'''

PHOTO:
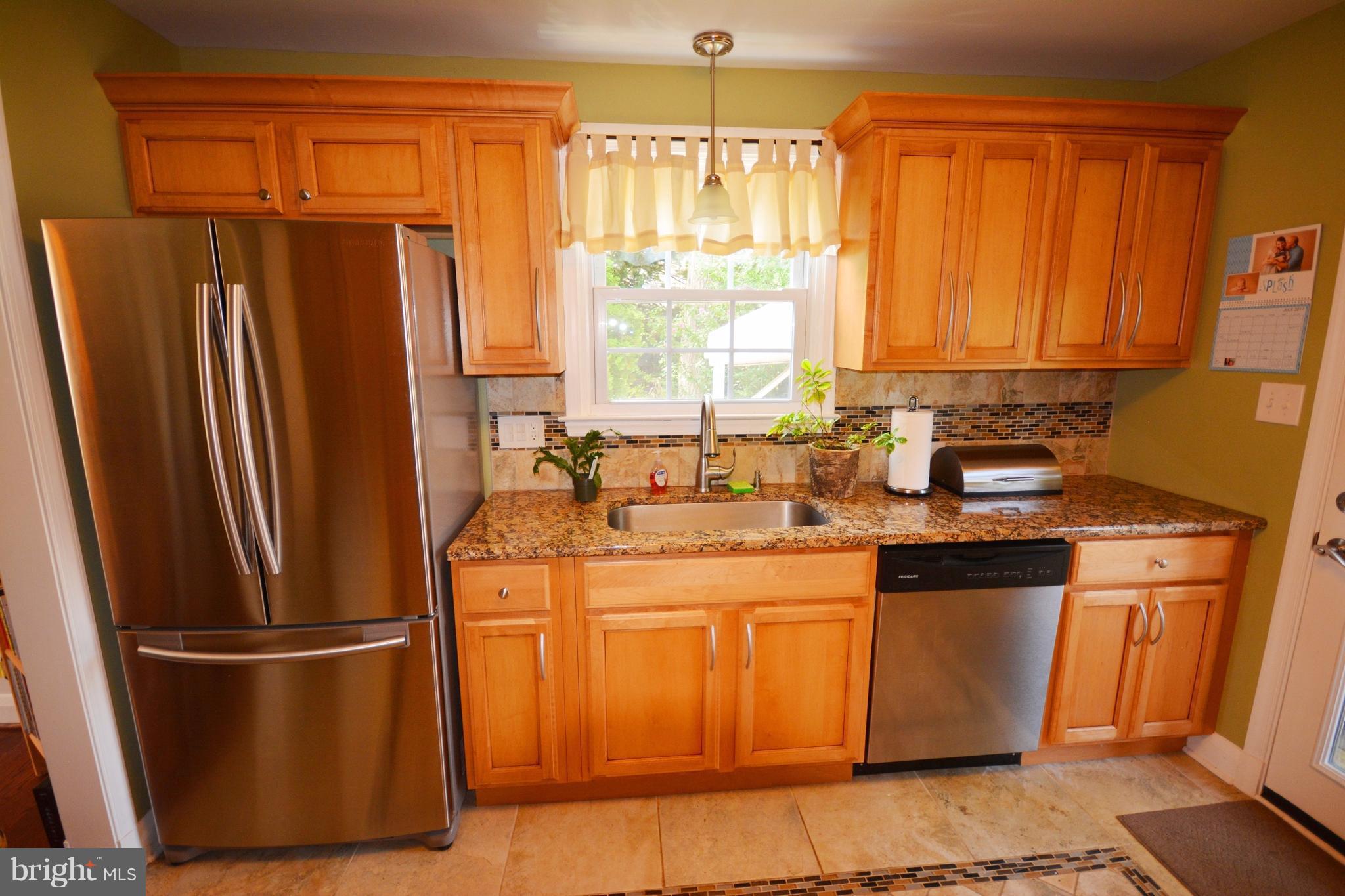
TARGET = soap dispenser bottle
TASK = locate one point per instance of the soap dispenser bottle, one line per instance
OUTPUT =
(658, 476)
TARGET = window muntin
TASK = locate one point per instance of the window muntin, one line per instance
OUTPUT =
(671, 327)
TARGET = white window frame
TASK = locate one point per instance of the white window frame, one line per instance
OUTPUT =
(585, 382)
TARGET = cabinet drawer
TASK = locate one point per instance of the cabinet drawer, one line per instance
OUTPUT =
(499, 587)
(724, 578)
(1153, 559)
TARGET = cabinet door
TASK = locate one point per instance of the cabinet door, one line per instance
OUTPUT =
(1087, 299)
(1001, 245)
(512, 702)
(1179, 660)
(654, 692)
(508, 237)
(919, 224)
(1095, 677)
(1172, 237)
(368, 168)
(803, 684)
(202, 167)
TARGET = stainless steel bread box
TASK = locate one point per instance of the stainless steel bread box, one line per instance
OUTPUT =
(985, 471)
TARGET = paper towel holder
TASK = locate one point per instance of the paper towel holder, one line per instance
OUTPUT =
(912, 405)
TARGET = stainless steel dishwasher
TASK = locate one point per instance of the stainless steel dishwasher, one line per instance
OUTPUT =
(963, 643)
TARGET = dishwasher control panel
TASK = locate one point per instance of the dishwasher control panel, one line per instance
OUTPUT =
(974, 565)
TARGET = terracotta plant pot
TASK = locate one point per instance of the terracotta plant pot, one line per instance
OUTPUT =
(585, 490)
(834, 472)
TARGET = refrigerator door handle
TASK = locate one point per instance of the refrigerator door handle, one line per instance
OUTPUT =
(242, 332)
(150, 651)
(236, 534)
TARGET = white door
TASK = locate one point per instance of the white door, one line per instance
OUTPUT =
(1308, 758)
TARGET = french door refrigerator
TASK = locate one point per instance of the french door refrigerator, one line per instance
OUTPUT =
(278, 446)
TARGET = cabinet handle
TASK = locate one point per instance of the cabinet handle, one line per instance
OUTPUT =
(537, 307)
(1139, 309)
(1162, 624)
(1143, 614)
(1121, 319)
(953, 305)
(966, 330)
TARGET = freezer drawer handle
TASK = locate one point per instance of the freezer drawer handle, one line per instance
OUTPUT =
(217, 658)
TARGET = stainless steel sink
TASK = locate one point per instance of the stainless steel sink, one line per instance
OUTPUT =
(713, 515)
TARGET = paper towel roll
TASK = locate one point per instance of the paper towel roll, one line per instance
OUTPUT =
(908, 465)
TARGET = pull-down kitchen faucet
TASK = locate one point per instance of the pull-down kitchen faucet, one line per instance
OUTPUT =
(707, 473)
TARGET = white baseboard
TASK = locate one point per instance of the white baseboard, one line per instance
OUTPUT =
(1228, 761)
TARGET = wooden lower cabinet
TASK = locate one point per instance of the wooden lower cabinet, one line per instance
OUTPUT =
(803, 687)
(654, 692)
(510, 691)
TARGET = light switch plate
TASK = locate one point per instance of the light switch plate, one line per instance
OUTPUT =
(1281, 403)
(521, 430)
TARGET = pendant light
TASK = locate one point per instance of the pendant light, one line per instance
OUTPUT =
(712, 203)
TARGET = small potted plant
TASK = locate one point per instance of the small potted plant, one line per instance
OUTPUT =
(833, 453)
(581, 465)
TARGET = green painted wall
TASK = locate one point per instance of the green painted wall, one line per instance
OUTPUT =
(670, 95)
(68, 163)
(1193, 431)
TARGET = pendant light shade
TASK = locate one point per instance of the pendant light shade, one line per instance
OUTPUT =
(712, 203)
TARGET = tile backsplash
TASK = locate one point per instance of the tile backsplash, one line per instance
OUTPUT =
(1070, 412)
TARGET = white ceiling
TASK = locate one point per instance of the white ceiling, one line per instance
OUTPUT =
(1141, 39)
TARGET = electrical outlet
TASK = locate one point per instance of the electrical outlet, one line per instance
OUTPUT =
(521, 430)
(1279, 403)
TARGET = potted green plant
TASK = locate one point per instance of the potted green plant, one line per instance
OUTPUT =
(833, 452)
(581, 465)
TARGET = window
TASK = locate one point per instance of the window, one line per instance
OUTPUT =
(659, 330)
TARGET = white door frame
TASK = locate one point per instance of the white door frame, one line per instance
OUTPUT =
(1328, 417)
(45, 574)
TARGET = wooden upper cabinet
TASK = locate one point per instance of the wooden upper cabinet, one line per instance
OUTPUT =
(1099, 209)
(654, 692)
(385, 167)
(194, 165)
(920, 196)
(508, 237)
(1090, 265)
(512, 683)
(803, 684)
(1001, 249)
(1172, 238)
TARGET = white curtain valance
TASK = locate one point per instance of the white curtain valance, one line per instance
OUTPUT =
(640, 195)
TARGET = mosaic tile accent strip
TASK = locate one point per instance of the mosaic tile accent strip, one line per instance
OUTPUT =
(927, 878)
(1021, 422)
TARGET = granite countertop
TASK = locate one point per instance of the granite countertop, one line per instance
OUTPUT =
(553, 524)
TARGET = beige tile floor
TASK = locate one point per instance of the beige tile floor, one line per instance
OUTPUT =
(908, 819)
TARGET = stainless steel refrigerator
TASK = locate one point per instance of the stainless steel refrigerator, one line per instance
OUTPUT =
(278, 445)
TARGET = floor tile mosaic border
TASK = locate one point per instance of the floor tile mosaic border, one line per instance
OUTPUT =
(1017, 422)
(927, 878)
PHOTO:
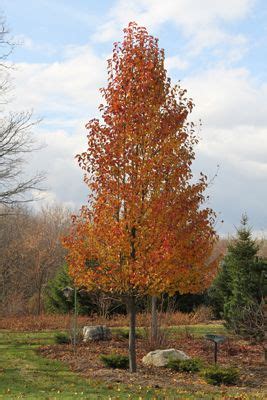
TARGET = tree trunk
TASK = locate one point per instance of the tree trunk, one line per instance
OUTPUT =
(132, 335)
(154, 319)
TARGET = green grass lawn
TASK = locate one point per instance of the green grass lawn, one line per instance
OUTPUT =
(26, 375)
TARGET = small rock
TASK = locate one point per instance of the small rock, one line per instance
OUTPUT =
(97, 332)
(160, 358)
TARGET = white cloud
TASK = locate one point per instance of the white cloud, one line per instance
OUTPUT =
(201, 22)
(64, 179)
(69, 86)
(175, 62)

'''

◆ WORK INSTRUCTIONS
Rewrite the records from the line containing "TARGET = wooden lower cabinet" through the line containing "(1279, 403)", both included and with the requests kept as they are. Shift each coordinate in the answers by adding 43 to every number.

◆ ANSWER TO THIS EXERCISE
TARGET = wooden lower cabinet
TASK = locate one point per instance of the wooden lower cabinet, one line per instance
OUTPUT =
(846, 730)
(697, 735)
(553, 734)
TARGET = light switch plate
TASK = locate one point per instance of the light switch plate, one line per instance
OUTPUT =
(1324, 446)
(564, 473)
TARGET = pendant light
TASK = locate one point per instance of the pendant light, one line per instance
OUTPUT =
(755, 246)
TARGET = small potted plant
TASK = locate one point per instance of the small potted plant, one line per instance
OUTPUT =
(876, 496)
(624, 508)
TARGET = green painted wall
TASK = locate one point per instance of the green painted wall, one line per instance
OUTPUT =
(713, 138)
(111, 206)
(1236, 474)
TARGET = pendant light shade
TASK = locate one point per instance of the pendant light shade, one line per instance
OUTPUT =
(755, 246)
TARGET = tile backsplash
TASK = locate one point per instance of the tile backsplash, one line per instance
OUTPUT =
(1113, 455)
TARGET = white ceiling
TASK = locate one point per instance of the white ceiling, one line per instance
OUTPUT =
(1184, 82)
TARGET = electrical outlet
TASK = locate one point per instance of the electrical outlet, one line per instance
OUTPUT =
(564, 473)
(1322, 446)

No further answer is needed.